| Extrait du texte |

------------------------------------------------

Il ne faut pas se payer de mots : la France a un problème avec l’islam. Pas avec les musulmans dont beaucoup  apprécient de vivre dans un pays de liberté  qui est devenu le leur à part entière. Le problème se situe au niveau des rapports assurant la coexistence du fait laïque et d’une religion totalisante, méconnaissant la séparation des pouvoirs. Ce heurt de deux mondes que beaucoup oppose, l’Etat le gère de façon curieuse. C’est vrai qu’il marche sur des œufs, mais mettre comme il le fait toutes les religions dans le même panier et faire accroire que, vis-à-vis de la laïcité, toutes partent du même pied, n’est pas exact. Pour ne pas donner l’impression de stigmatiser une population en particulier, on en vient à jeter la suspicion sur des réalités différentes. Il n’est qu’à voir les conférences départementales sur la laïcité : elles donnent une fâcheuse idée de cet égalitarisme de commande. Comme si toutes les religions présentes sur le territoire national connaissaient, vis-à-vis de leur présence dans l’espace public, les mêmes problématiques. Or, du fait de leur histoire, de leur structure et de leur théologie, on ne peut mettre sur un même plan le catholicisme et l’islam, encore moins le protestantisme et l’islam. La gestion des horaires de piscine dans certaines villes ou des repas halal dans les cantines scolaires constitue par exemple une manifestation aiguë de ces difficultés nouvelles. Et c’est justement parce que l’islam de France connaît un vrai problème de représentativité et de présence dans l’espace public que Stéphane Lathion et Olivier Bobineau ont écrit ce petit livre. Fragmenté et divisé, l’islam de France a de plus en plus de mal à se reconnaître dans cette réalité institutionnelle qu’est le Conseil National du Culte Musulman (CNCM), cet islam d’en-haut n’étant plus jugé crédible par la plupart de ses coreligionnaires. L’islam de France, dont Nicolas Sarkozy s’était voulu le plus ardent défenseur, est en train d’échouer, miné par ses divisions.

------------------------------------------------

| Énoncé du problème |
Poursuivez le texte sur l'islam de France et la laïcité à partir de sa dernière phrase. Les lignes de données ne servent pas pour cet exercice.

Entrées d'annotation de position d'objets
------------------------------------------------

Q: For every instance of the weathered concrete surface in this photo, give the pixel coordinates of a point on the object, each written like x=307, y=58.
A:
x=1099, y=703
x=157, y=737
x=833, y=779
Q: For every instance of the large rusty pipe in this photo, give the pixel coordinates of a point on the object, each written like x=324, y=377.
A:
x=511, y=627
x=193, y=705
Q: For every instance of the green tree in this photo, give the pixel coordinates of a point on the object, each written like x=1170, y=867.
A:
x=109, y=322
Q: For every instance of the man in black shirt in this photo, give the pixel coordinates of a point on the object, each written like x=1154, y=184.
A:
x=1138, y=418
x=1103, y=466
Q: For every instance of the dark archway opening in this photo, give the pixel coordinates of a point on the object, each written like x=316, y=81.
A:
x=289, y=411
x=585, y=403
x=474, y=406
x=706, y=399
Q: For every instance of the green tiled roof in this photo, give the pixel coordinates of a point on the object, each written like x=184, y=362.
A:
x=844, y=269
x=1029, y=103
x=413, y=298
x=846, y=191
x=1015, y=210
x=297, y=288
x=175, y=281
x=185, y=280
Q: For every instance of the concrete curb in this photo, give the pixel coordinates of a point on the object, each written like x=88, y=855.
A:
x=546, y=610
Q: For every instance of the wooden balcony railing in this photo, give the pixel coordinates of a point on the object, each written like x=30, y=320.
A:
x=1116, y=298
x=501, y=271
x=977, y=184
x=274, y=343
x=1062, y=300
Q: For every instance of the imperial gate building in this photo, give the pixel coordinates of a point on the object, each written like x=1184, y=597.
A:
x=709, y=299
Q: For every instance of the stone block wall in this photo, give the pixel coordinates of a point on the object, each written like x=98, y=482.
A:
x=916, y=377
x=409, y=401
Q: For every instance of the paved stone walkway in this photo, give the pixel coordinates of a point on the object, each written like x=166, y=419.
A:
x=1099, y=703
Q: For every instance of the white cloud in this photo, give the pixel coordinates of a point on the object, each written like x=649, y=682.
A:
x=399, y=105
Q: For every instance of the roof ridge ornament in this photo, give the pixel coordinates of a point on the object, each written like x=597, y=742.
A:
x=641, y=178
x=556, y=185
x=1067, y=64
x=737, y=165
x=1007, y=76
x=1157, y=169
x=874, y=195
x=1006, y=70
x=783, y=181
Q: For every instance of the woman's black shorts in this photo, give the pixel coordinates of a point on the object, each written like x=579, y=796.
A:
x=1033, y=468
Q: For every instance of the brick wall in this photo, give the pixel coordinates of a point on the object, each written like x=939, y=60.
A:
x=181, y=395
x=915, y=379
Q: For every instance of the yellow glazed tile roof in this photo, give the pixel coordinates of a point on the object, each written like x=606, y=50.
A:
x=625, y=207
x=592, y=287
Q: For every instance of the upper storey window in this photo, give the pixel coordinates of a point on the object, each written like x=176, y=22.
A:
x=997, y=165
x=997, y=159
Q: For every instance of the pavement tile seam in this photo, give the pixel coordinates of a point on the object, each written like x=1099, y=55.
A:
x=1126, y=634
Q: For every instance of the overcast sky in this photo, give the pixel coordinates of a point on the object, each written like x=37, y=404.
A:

------------------------------------------------

| Résultat de l'exercice |
Les auteurs reviennent ensuite sur la laïcité, exception bien française. Après un regard porté sur la gestion des rapports entre religions et Etats dans certains pays francophones (Belgique, Suisse…), S. Lathion et O. Bobineau se demandent comment les musulmans peuvent mieux s’intégrer dans la société française. Les auteurs se veulent ici résolument optimistes. Trop peut-être… Une meilleure intégration des populations musulmanes peut difficilement passer par un affranchissement « aux références littérales du passé ». Pour l’immense majorité des musulmans, ce sont précisément ces références qui constituent l’armature de leur foi. Les abandonner, voire les minorer, pour mieux intégrer le cadre laïque correspond à un fantasme d’occidental. En d’autres termes  – c’est une des impressions qui sourd de ce livre -, le problème est moins l’islam en tant que tel que notre surprise de voir des populations manifester aussi fortement un sentiment religieux. Dans son dernier livre, Considérations inactuelles, Denis Tillinac met le doigt sur le nœud du problème : « Ce n’est pas l’Islam qui menace l’Occident mais l’apathie de son scepticisme face à des minorités qui croient au paradis  et à l’enfer comme nos ancêtres aux plus hautes époques de la foi. »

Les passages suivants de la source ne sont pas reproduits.